DATA PROVIDED →
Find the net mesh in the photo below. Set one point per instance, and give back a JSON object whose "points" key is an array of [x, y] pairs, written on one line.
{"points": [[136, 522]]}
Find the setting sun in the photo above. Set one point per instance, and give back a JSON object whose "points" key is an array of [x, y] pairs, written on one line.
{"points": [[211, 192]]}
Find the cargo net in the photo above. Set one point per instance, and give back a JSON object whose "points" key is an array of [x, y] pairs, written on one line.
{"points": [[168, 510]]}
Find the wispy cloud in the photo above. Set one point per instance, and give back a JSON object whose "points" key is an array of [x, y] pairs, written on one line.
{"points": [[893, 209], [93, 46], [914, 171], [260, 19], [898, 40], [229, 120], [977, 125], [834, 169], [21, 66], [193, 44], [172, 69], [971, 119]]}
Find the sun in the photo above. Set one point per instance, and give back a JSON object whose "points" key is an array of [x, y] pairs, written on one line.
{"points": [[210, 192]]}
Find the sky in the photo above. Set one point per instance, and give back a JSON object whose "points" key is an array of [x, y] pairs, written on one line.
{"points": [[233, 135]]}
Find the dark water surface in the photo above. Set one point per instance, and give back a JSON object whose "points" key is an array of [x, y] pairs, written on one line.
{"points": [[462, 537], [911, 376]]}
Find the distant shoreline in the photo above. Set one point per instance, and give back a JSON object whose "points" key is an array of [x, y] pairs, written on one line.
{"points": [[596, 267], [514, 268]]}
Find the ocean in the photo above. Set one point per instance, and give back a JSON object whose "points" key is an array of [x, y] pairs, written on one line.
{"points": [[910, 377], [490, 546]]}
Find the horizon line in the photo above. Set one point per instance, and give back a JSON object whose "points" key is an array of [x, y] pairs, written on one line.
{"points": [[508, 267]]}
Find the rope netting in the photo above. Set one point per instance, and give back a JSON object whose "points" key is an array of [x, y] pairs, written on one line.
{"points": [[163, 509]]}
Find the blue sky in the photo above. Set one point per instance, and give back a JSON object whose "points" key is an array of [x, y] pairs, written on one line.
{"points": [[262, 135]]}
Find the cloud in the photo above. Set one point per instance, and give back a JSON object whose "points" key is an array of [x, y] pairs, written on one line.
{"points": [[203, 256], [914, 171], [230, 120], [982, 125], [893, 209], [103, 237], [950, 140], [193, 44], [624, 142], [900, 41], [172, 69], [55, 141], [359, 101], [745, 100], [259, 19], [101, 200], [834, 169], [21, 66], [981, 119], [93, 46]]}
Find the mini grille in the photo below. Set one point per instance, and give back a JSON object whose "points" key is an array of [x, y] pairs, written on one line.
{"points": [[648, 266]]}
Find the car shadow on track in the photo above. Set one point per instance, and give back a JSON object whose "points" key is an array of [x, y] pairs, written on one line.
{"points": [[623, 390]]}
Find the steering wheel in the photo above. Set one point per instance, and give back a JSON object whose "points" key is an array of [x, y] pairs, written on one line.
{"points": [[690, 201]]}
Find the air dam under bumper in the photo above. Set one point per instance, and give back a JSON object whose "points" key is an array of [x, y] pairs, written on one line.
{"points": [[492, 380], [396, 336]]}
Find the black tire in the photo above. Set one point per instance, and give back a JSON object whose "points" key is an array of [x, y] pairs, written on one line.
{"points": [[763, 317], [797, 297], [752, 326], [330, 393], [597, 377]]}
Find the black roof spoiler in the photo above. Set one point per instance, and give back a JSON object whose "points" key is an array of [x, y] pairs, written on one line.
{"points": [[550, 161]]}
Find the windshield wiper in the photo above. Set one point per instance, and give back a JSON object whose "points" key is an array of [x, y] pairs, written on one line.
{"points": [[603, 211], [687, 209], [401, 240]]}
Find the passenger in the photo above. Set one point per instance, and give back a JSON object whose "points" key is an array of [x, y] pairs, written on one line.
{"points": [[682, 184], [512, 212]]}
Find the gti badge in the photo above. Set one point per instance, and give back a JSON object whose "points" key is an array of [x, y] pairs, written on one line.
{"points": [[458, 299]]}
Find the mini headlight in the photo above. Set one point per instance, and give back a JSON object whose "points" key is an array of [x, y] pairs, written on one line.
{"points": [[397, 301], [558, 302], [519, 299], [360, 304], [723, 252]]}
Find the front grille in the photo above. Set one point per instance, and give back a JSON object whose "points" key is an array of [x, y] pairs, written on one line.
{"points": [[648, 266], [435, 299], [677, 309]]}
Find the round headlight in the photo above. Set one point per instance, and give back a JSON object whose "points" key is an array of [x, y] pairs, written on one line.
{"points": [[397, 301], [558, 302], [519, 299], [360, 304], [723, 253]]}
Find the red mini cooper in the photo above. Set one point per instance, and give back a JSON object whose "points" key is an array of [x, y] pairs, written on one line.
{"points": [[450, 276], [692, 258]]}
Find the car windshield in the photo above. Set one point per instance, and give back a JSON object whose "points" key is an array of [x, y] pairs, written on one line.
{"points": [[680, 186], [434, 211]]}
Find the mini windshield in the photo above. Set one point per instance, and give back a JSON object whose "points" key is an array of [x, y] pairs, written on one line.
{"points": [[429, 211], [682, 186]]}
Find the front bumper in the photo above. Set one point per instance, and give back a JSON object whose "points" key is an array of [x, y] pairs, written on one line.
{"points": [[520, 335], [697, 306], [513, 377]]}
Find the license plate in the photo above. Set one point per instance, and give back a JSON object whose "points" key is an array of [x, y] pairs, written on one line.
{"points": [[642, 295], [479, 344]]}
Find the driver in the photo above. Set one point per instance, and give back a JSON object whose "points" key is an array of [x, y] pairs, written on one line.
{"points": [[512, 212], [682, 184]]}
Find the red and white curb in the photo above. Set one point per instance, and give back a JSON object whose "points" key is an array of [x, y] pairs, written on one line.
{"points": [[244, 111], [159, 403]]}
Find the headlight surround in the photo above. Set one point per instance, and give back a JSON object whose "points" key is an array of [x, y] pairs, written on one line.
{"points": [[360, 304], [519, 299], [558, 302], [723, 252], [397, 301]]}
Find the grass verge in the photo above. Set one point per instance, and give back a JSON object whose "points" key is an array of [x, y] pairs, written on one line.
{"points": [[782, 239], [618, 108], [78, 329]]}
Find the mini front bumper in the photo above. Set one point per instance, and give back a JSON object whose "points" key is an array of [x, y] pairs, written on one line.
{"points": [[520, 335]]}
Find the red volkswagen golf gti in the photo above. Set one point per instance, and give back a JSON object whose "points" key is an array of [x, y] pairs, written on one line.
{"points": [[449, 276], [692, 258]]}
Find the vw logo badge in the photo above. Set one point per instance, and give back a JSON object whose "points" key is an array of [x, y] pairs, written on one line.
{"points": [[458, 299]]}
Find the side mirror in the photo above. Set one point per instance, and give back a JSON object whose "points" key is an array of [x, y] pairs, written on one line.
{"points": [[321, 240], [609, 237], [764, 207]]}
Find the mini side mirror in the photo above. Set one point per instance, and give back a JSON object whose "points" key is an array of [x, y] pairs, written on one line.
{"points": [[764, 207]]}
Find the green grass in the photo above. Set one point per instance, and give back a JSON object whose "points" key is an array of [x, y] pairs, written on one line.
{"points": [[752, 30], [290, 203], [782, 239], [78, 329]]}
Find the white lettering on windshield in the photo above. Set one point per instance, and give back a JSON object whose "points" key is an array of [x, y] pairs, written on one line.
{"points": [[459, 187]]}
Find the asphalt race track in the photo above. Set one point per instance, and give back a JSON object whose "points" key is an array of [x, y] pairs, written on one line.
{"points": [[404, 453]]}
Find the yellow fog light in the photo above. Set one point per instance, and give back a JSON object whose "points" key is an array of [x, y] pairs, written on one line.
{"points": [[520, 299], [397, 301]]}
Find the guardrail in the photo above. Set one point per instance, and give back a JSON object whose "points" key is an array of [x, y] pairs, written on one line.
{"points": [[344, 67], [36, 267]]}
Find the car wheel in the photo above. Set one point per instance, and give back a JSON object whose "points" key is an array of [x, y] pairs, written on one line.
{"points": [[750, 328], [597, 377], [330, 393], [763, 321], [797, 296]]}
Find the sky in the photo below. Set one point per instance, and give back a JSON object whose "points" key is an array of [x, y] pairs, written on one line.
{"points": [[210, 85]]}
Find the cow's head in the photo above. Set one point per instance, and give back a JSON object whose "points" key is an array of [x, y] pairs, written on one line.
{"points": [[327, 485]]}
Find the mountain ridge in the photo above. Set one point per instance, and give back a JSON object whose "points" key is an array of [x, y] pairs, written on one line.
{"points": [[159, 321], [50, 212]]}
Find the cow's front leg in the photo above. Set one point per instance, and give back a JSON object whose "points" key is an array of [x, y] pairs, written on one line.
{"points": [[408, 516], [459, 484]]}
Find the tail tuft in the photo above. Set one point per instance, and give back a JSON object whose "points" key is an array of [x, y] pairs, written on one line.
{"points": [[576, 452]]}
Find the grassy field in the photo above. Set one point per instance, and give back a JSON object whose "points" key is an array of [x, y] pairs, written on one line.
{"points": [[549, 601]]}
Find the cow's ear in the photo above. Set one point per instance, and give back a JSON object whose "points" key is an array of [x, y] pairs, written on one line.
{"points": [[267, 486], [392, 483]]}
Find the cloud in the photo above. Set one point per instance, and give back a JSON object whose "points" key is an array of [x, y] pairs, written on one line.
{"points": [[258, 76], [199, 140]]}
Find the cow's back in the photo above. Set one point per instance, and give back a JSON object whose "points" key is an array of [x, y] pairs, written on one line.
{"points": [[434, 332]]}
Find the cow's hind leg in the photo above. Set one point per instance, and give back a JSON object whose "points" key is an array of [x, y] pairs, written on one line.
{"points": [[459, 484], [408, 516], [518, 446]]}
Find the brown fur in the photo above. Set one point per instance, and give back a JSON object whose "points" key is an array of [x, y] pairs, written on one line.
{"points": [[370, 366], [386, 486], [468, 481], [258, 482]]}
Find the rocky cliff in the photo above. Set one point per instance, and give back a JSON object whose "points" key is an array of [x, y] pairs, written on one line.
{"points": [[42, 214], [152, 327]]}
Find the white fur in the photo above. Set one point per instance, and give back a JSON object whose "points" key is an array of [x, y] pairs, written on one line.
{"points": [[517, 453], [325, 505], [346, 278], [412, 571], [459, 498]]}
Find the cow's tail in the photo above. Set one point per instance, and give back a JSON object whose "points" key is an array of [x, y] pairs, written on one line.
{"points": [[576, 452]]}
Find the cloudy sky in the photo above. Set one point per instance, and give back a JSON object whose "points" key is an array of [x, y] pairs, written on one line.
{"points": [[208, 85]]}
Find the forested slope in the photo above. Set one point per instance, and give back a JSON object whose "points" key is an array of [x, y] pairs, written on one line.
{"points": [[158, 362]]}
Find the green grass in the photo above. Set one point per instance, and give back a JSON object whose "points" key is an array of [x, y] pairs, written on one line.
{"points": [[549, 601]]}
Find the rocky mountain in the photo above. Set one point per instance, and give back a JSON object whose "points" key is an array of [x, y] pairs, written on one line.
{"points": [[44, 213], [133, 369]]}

WHAT NEEDS TO BE DONE →
Look above for the line containing "Find the brown". From there to the final line of the entries, repeat every line exactly.

EXPECTED OUTPUT →
Find the brown fur in the photo above. Set one point per instance, and give back a JSON object whose "points" key is an array of [x, y] pairs, written on one line.
{"points": [[370, 366], [386, 486], [468, 481], [258, 482]]}
Find the rocky cliff in the photo above. Set one point per instance, and give back a JSON object whose "points" key is an array of [x, y] pairs, written on one line.
{"points": [[42, 214], [152, 327]]}
Find the white fur in the photo above. Set one point per instance, and give back a JSON object whose "points" key is an array of [x, y] pairs, written on one line.
{"points": [[517, 453], [325, 505], [346, 278], [412, 571], [459, 498]]}
Find the cow's tail in the photo above. Set one point per instance, and give back a JSON object whose "points" key is an array of [x, y] pairs, written on one line.
{"points": [[576, 452]]}
Find the cloudy sky in the photo above. Set one point per instance, and give back a JSON object whose "points" key is an array of [x, y] pairs, written on one line.
{"points": [[208, 85]]}
Find the forested slope in the photo above. Set one point per instance, and give back a JSON object whose "points" key is an array of [x, y] pairs, written on one line.
{"points": [[158, 362]]}
Find the green grass in the photo above. Set one point per instance, and give back a JSON object whose "points" key is an array of [x, y] pairs, written on one line.
{"points": [[549, 601]]}
Find the rocky mountain in the photo above. Set one point per instance, and give back a JSON object whose "points" key is an array of [x, y] pairs, written on one line.
{"points": [[44, 213], [133, 369]]}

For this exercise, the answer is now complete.